> Written exercise 1
In the article about funk in Dayton, who painted the "Mount Funkmore" mural that greets visitors at the Funk Center?
> Written exercise 2
From the article about funk in Dayton, copy out the passage that opens with the words containing "BUDAPEST, HUNGARY - AUG" and closes with "August 9, 2011.".

> Selected text

Bringing Back the Funk in the Heart of Trump Country

One nation, under funk.

by Valerie Vande Panne, Independent Media Institute



BUDAPEST, HUNGARY - AUG 9: The rock/ pop/ funk musician Prince in concert at the annual Sziget Festival in Budapest, Hungary, on Tuesday, August 9, 2011.
Photo Credit: Northfoto/Shutterstock

Funk is one of those quintessentially American genres of music that has been exported the world over. George Clinton, Parliament, the Ohio Players, Bootsy Collins, Zapp, Lakeside, Platypus, Brides of Funkenstein, Klymaxx, Slave… the list goes on. If you don’t know these artists, you have heard them. They’ve been sampled by everyone from N.W.A. to Justin Bieber; Notorious B.I.G. to Bruno Mars. James Brown is the genre’s father. Prince is perhaps its most celebrated '80s son.


And like all great American music, funk has its soul rooted firmly in a uniquely American heart: the Miami Valley of Ohio, sandwiched between the Mason Dixon line and Motown.


And it’s here, in Dayton—a place that voted definitively for Trump in 2016—where the Funk Music Hall of Fame and Exhibition Center—or just, “The Funk Center”—opened their doors this spring.


David Webb, the Funk Center’s founder and executive director, likes to muse that “Dayton is the funkiest place on Earth.”


It’s said that God planted his foot here, and sweat into the soil. The aquifer beneath sucked up God’s sweat, and when the people drank it, funk was born. There’s something, the locals will tell you, in the water.


Whether that’s true or not—and who can say for certain it isn’t?—what is true is that some of the funkiest musicians called Dayton home, from the Ohio Players to Lakeside to Slave.


These musicians, and so many more in the genre, played and performed with different funk groups on albums and in live concerts as the groove moved them, switching bands faster than athletes are traded between teams. The result is you can hear Ohio musicians at various times with Slave, P-Funk, Parliament, etc. From this Midwestern town, that funky style forever changed music history and race relations in the United States.


“Back then [in the 1960s], black people could only shop in one side of the city,” says Webb, of the early days of funk in Dayton. “Dayton was a segregated city. Funk played a big role in bringing people together. Black, white, everybody came together. Everybody enjoyed the music. It broke those racial barriers. It opened up other avenues. We gelled together. When they [blacks and whites] started listening to funk music, it opened doors. It was beautiful.”


The fledgling museum is a testament to that racial harmony, of One Nation Under a Groove, and all things treasured in funk. Walking in, visitors are greeted by “Mount Funkmore”—a giant mural, painted by Delora Buchanan, a Dayton local who also happened to design some of those outlandish costumes funk stars wore on stage.


The Funk Center displays a selection of those fabulous clothes: sequined man-rompers, fur-trimmed capes, clear plastic suits, Christmas-light strung jackets, and feathered fedoras. It’s all here: the glam, the battery-powered clothing, the silver short pants. It’s an exhibition that could be at the Costume Institute of the Metropolitan Museum of Art, but instead, it’s here, in Dayton, and is just a small part of the reason to make the pilgrimage.

> Extracted entries

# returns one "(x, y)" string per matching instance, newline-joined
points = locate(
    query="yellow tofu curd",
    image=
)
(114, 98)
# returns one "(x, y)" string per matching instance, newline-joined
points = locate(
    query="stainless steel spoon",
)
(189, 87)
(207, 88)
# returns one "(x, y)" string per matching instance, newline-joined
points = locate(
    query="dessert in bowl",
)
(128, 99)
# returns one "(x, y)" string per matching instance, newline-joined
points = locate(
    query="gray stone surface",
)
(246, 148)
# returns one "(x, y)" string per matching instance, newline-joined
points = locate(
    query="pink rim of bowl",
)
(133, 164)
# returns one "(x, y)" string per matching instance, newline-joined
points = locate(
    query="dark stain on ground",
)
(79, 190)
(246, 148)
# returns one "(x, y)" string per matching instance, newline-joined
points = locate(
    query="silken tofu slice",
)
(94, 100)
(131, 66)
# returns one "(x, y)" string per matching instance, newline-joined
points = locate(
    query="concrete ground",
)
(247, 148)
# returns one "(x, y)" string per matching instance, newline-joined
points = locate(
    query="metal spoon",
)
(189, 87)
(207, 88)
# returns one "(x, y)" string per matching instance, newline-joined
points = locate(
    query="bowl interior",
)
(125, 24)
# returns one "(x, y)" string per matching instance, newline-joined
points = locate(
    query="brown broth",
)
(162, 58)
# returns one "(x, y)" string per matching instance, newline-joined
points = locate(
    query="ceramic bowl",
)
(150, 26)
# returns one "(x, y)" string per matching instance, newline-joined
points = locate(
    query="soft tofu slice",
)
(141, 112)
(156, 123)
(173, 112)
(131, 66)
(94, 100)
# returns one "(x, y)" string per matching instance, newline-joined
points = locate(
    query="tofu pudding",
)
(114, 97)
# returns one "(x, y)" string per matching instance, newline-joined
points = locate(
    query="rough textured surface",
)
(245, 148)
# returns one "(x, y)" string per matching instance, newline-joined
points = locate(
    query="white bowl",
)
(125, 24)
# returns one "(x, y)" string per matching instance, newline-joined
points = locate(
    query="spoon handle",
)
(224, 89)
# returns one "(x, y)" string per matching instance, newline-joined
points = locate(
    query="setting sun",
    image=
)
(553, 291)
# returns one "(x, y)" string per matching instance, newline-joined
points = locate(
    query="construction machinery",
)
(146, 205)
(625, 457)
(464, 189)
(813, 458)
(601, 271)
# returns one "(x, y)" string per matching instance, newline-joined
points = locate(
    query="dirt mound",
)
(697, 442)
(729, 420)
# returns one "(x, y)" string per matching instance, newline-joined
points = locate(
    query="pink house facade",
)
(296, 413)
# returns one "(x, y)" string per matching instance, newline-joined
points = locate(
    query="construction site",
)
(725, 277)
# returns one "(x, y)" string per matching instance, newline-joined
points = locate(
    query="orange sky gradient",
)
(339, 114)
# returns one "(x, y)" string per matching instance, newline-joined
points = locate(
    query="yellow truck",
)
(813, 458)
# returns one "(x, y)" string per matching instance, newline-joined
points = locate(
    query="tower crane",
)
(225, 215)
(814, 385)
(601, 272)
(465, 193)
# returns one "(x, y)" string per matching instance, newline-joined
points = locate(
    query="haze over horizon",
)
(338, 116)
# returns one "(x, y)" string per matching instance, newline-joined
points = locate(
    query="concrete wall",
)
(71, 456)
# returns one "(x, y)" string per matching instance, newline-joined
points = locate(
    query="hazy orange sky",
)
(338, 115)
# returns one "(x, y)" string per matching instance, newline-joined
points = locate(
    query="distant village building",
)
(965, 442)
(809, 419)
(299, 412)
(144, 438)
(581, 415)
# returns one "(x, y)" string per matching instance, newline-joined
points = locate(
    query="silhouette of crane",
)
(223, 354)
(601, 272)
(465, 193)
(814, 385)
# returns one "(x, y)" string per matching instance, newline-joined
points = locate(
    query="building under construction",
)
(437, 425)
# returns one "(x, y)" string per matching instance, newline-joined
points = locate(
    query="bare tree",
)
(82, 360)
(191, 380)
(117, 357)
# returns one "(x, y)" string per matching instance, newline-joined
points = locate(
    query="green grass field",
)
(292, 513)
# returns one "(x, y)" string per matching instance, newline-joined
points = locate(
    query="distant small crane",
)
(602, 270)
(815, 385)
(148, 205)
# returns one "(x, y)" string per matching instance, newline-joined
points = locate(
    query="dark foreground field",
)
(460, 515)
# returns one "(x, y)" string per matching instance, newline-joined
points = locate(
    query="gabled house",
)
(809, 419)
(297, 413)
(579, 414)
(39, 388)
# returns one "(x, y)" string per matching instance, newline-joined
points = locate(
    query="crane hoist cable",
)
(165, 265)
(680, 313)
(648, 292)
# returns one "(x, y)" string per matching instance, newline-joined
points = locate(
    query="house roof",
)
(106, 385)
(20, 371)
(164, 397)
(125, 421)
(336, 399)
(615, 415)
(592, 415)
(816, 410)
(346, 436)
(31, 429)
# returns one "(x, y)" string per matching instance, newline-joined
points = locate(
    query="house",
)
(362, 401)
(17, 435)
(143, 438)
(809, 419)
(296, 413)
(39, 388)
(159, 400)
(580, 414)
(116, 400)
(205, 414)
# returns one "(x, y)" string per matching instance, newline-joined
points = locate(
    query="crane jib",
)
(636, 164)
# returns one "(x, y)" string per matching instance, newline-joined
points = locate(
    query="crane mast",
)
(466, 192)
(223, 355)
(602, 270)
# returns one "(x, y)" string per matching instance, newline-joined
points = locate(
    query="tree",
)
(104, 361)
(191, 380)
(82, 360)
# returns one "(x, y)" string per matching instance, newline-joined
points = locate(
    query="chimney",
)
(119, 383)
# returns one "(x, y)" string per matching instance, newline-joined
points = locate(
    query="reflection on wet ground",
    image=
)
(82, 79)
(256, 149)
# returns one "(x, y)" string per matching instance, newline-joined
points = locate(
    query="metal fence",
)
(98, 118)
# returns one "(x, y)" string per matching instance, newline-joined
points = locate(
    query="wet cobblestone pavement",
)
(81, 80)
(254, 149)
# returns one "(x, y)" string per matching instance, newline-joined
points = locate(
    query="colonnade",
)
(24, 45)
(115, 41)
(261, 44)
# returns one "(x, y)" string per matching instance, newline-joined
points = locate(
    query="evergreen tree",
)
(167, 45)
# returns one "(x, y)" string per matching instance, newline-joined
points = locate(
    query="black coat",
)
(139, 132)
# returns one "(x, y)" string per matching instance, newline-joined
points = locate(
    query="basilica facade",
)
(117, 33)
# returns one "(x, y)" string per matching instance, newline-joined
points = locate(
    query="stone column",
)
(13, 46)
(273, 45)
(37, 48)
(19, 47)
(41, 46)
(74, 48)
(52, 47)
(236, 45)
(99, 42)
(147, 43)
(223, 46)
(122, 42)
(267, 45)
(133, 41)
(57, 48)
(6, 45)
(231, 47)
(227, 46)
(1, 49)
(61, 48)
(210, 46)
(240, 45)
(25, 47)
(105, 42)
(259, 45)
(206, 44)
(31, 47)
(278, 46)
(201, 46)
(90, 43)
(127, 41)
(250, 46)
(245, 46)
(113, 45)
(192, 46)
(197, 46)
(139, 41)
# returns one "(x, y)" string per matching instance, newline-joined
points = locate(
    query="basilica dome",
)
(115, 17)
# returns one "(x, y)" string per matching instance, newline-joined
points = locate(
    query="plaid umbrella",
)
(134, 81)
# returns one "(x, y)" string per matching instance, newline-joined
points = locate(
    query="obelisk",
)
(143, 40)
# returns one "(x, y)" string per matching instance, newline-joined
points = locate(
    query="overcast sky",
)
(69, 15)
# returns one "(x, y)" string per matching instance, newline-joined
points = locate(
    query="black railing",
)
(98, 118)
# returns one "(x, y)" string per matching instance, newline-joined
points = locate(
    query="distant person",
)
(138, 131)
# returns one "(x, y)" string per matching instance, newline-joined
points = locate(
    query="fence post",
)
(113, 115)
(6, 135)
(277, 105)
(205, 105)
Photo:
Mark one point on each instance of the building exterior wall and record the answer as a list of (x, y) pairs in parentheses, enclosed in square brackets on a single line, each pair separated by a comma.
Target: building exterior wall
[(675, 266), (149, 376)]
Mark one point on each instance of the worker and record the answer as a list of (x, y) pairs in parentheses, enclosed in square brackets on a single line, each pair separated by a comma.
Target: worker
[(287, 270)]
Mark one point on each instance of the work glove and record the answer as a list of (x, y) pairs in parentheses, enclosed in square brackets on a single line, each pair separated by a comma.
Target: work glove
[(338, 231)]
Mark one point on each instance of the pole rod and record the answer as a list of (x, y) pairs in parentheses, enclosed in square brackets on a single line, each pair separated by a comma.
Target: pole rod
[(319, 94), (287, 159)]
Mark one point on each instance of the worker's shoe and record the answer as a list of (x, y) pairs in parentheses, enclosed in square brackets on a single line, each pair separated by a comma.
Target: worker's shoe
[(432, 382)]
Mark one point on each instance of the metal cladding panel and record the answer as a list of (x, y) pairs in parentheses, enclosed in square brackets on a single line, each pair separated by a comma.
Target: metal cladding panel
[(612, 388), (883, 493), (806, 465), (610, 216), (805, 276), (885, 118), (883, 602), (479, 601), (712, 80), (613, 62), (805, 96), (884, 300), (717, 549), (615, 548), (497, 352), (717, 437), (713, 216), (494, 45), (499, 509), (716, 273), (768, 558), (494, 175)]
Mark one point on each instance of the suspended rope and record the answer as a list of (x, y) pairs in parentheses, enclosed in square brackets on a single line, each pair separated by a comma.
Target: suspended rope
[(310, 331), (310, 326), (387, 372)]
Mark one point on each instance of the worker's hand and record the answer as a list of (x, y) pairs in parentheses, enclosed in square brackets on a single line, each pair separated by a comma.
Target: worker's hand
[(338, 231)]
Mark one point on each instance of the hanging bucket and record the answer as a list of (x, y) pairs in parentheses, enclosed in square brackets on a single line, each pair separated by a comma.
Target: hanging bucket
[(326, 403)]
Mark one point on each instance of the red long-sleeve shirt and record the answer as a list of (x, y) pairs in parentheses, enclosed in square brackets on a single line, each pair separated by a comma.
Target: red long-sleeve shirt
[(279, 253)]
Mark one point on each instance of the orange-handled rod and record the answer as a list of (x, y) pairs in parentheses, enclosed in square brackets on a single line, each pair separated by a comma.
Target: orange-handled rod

> Correct answer 1
Delora Buchanan, a Dayton local.

> Correct answer 2
BUDAPEST, HUNGARY - AUG 9: The rock/ pop/ funk musician Prince in concert at the annual Sziget Festival in Budapest, Hungary, on Tuesday, August 9, 2011.